The task — Each record is to be printed again precisely as it reads.

Records for processing —
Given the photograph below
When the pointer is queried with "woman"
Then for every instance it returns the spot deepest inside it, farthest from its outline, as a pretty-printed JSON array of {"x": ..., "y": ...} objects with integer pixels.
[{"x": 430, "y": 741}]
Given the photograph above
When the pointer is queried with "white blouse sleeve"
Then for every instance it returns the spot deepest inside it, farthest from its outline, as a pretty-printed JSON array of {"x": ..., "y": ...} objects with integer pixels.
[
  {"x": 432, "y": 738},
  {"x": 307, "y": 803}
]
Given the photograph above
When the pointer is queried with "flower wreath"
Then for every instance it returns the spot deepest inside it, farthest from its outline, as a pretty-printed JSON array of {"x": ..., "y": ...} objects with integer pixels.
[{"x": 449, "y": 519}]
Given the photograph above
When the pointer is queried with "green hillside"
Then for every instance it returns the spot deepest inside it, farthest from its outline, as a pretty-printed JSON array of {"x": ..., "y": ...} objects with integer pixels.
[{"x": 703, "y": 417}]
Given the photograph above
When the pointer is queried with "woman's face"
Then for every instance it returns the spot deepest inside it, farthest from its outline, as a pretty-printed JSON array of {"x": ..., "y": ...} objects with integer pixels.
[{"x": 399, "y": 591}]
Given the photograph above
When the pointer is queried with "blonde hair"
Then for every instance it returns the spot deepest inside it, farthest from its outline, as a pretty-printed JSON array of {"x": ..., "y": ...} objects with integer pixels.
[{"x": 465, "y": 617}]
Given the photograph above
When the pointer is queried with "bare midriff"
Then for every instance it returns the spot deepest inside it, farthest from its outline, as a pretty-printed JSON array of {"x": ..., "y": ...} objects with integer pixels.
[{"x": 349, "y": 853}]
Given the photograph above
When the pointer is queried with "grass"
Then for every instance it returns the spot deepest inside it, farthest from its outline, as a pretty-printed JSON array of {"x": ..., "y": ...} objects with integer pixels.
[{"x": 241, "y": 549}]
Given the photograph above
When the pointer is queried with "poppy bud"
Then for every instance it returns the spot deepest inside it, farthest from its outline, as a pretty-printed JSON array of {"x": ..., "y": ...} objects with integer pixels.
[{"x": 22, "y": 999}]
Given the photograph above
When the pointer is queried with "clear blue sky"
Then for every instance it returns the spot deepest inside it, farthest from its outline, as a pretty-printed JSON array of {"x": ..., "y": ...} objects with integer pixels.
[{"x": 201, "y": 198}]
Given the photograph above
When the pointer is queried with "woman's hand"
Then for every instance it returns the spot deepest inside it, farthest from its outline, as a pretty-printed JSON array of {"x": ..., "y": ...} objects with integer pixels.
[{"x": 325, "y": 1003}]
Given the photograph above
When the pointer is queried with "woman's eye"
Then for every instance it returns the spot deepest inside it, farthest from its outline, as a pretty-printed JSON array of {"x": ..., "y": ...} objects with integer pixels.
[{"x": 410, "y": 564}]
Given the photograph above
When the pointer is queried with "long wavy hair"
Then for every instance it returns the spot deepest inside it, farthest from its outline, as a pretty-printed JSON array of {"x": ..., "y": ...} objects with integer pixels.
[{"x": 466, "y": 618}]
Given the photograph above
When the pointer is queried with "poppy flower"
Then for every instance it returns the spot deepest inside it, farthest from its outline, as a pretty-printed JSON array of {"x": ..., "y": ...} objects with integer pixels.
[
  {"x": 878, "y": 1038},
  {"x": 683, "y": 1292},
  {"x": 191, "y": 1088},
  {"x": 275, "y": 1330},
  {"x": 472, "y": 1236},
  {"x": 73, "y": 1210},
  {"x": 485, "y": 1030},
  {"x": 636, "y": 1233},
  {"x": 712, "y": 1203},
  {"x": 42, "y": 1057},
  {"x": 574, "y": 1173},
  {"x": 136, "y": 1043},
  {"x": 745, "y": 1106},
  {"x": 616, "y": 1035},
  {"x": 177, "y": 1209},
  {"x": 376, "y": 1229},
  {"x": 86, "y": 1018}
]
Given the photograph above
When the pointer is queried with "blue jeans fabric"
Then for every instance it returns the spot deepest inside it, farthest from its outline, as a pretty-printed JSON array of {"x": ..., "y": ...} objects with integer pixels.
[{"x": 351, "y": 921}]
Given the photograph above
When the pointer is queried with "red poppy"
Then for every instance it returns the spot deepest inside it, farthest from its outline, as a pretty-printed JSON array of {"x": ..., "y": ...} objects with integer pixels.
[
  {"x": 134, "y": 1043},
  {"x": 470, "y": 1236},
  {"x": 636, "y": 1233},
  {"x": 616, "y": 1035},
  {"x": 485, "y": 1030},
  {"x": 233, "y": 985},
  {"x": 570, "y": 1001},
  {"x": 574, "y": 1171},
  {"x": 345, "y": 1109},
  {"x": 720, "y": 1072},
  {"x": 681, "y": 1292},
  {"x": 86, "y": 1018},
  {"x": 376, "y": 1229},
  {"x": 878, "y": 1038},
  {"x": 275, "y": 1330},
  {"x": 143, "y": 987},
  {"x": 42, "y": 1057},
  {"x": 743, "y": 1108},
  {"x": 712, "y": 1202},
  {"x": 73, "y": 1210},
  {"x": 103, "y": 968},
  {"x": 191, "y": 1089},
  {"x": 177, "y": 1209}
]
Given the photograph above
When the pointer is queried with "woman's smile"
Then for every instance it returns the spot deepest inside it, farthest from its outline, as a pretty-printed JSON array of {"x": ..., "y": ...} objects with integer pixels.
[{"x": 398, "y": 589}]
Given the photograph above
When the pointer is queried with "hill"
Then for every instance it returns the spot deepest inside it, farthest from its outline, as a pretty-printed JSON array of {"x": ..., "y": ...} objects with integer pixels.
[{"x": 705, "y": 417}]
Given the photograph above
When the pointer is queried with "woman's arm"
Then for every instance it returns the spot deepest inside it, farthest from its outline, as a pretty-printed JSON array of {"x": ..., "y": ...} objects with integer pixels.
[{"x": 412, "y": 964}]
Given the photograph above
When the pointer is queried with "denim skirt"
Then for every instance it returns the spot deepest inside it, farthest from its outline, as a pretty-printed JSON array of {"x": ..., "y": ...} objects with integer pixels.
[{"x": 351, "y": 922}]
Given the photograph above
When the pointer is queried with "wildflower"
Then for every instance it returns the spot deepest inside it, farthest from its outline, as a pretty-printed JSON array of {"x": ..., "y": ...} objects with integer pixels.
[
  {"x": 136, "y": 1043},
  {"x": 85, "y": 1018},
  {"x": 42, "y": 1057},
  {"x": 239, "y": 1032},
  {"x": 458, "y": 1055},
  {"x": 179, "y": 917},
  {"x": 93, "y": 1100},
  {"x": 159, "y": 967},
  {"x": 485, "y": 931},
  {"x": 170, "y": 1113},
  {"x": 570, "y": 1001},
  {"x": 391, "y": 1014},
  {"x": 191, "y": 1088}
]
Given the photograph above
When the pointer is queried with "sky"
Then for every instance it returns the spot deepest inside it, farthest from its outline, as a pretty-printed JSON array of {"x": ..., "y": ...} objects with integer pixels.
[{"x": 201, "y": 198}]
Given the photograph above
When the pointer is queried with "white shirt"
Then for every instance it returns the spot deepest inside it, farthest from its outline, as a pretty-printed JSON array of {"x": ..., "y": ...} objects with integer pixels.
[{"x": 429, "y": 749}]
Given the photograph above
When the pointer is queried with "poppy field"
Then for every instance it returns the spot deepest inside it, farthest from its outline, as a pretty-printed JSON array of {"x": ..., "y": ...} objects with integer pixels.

Output below —
Given the photograph below
When the pointer is queried with "woman"
Then for every instance it returns the spot deepest inside it, farthest from its outline, as a pretty-printed JSON array of {"x": ..., "y": ...} objects with integer pixels.
[{"x": 430, "y": 741}]
Given the photograph above
When the pointer is queried with "white blouse sleeve"
Then for every instance it returns the spot deepest inside it, farthest from its outline, as a pretty-printed JSON array of {"x": ..., "y": ...} objects with integer pixels.
[
  {"x": 432, "y": 738},
  {"x": 307, "y": 803}
]
Given the photograph above
When the pointer is queried with "flower wreath"
Then for every instance it returns the spot deepest inside it, farthest from its outline, as a pretty-printed JSON array of {"x": ..., "y": ...} objects with integer pixels.
[{"x": 449, "y": 519}]
Given the photograph above
When the pointer is queried with "green hillside"
Then for every instance it returns the spot deepest inside it, farthest from its outline, as a pretty-printed JSON array of {"x": ..., "y": ...} objects with integer pixels.
[{"x": 703, "y": 417}]
Given the photograph above
When the pointer is queried with "woman's face"
Then for every instance it returns the spot deepest inside it, farthest from its outline, as a pretty-printed JSON array of {"x": ..., "y": ...} objects with integer pixels.
[{"x": 399, "y": 591}]
Given the photograph above
When the pointer is queried with "blonde hair"
Then for every instance it returns the spot deepest inside it, farthest from its outline, as a pretty-printed JSON array of {"x": ..., "y": ...} objects with integer pixels.
[{"x": 465, "y": 617}]
Given the photograph above
When the pointer is queried with "bare midriff"
Then for every instance it returns the spot deepest inside it, farthest from its outline, as a pretty-printed JSON array of {"x": ..., "y": ...} objects with integer pixels.
[{"x": 349, "y": 853}]
Given the photograph above
When the pointer is queried with "grass"
Then for every instance it returns the spot deepest inside it, farthest from its outline, as a pretty-printed JSON array of {"x": ..., "y": ...} objects with integer pixels.
[{"x": 241, "y": 549}]
Given the photograph above
When the pointer is queried with "poppy bud"
Then for every instance it returns the spot deepest inside it, farthest from its outline, as a pretty-printed JSON array of {"x": ..., "y": ...} objects with integer pixels.
[{"x": 22, "y": 999}]
Given the photograph above
When the pointer is queried with "clear blue sky"
Then for every instance it returns the spot deepest inside it, farthest from its outline, as a pretty-printed JSON array of {"x": ..., "y": ...} objects with integer pixels.
[{"x": 201, "y": 198}]
Given the photograph above
When the pointer is queried with "woman's hand"
Then for every instance it returns the spot deepest inside it, farthest from its outline, as a pretty-printed JSON array of {"x": ..., "y": ...} objects with integer pixels.
[{"x": 325, "y": 1003}]
Given the photograph above
When the pointer is queried with "woman's eye"
Then for every instance it returns the spot deepest inside it, farthest from its outline, as a pretty-printed JSON array of {"x": ..., "y": ...} objects with integer pixels.
[{"x": 410, "y": 564}]
Given the photograph above
When the pointer is queried with "long wavy hair"
Then for every instance it returns the spot deepest inside it, farthest from its outline, as a pretty-printed JSON array of {"x": ..., "y": ...} objects with integer pixels.
[{"x": 466, "y": 618}]
Given the photograph above
When the pointer is queried with "poppy flower"
Then for every instance it returns the spot deepest inside it, farthest from its outline, as a pretty-printed JSON array of {"x": ..., "y": ...} objects with integer pixels.
[
  {"x": 878, "y": 1038},
  {"x": 683, "y": 1292},
  {"x": 191, "y": 1088},
  {"x": 275, "y": 1330},
  {"x": 472, "y": 1236},
  {"x": 73, "y": 1210},
  {"x": 485, "y": 1030},
  {"x": 636, "y": 1233},
  {"x": 712, "y": 1203},
  {"x": 42, "y": 1057},
  {"x": 574, "y": 1173},
  {"x": 136, "y": 1043},
  {"x": 745, "y": 1106},
  {"x": 616, "y": 1035},
  {"x": 177, "y": 1209},
  {"x": 376, "y": 1229},
  {"x": 86, "y": 1018}
]
Given the photograph above
When the pointer is queried with "blue jeans fabric"
Then for every instance it returns the spot deepest inside it, farthest from its outline, as a pretty-printed JSON array of {"x": ..., "y": ...} objects with integer pixels.
[{"x": 351, "y": 921}]
Given the photograph above
When the pointer is queried with "red poppy"
Then for every instance it returns the spot deepest inside it, farthest from its outline, as a pretty-printed JSON array of {"x": ..., "y": ...} objects with integer pixels.
[
  {"x": 134, "y": 1043},
  {"x": 470, "y": 1236},
  {"x": 636, "y": 1233},
  {"x": 616, "y": 1035},
  {"x": 485, "y": 1030},
  {"x": 233, "y": 985},
  {"x": 570, "y": 1001},
  {"x": 574, "y": 1171},
  {"x": 345, "y": 1109},
  {"x": 720, "y": 1072},
  {"x": 681, "y": 1292},
  {"x": 86, "y": 1018},
  {"x": 376, "y": 1229},
  {"x": 878, "y": 1038},
  {"x": 275, "y": 1330},
  {"x": 143, "y": 987},
  {"x": 42, "y": 1057},
  {"x": 743, "y": 1108},
  {"x": 712, "y": 1202},
  {"x": 73, "y": 1210},
  {"x": 103, "y": 968},
  {"x": 191, "y": 1089},
  {"x": 177, "y": 1209}
]
Given the photograph above
When the pointer is queried with "woman's smile"
Then for every instance it returns the spot deepest inside it, farthest from its outline, as a pretty-printed JSON array of {"x": ..., "y": ...} objects with integer pixels.
[{"x": 398, "y": 589}]
Given the photograph above
When the pointer is queried with "hill"
Then for every instance it returns the spot deepest inside it, farthest from its outline, as a pretty-printed JSON array of {"x": ..., "y": ...} objects with integer pixels.
[{"x": 705, "y": 417}]
Given the photograph above
When the pointer is queried with "woman's arm"
Then for every instance it returns the spot deepest inside it, farthest from its outline, as a pretty-printed JSON array of {"x": ..., "y": ...} objects with integer pixels.
[{"x": 412, "y": 964}]
Given the photograph above
When the pointer is queried with "denim skirt"
Then for every instance it returns the spot deepest inside it, farthest from its outline, as a pretty-printed JSON array of {"x": ..., "y": ...} objects with integer pixels.
[{"x": 351, "y": 922}]
Given the photograph above
When the pointer is queried with "wildflower"
Then for every instance it returns the spot deepest inside it, farthest from its outline, as a pretty-printed JSON array of {"x": ..., "y": ...} objects with integer pixels.
[
  {"x": 136, "y": 1043},
  {"x": 85, "y": 1018},
  {"x": 42, "y": 1057},
  {"x": 239, "y": 1032},
  {"x": 458, "y": 1055},
  {"x": 179, "y": 917},
  {"x": 93, "y": 1100},
  {"x": 159, "y": 967},
  {"x": 485, "y": 931},
  {"x": 170, "y": 1113},
  {"x": 570, "y": 1001},
  {"x": 391, "y": 1014},
  {"x": 191, "y": 1088}
]
Given the photograph above
When the pointer is queried with "sky"
Then for every instance it returns the spot deepest inside it, farthest from its outline, as a pretty-printed JSON array of {"x": ..., "y": ...} objects with integer pixels.
[{"x": 201, "y": 198}]
Given the photograph above
When the pointer is queried with "white shirt"
Then for every instance it returns the spot deepest inside it, farthest from its outline, as a pretty-printed JSON array of {"x": ..., "y": ...} objects with integer pixels.
[{"x": 429, "y": 749}]
Given the photograph above
When the pointer is queried with "poppy field"
Then for every instance it returns the spot deepest inside it, farthest from its outline, as a pretty-printed JSON array of {"x": ..., "y": ...} objects with integer pixels.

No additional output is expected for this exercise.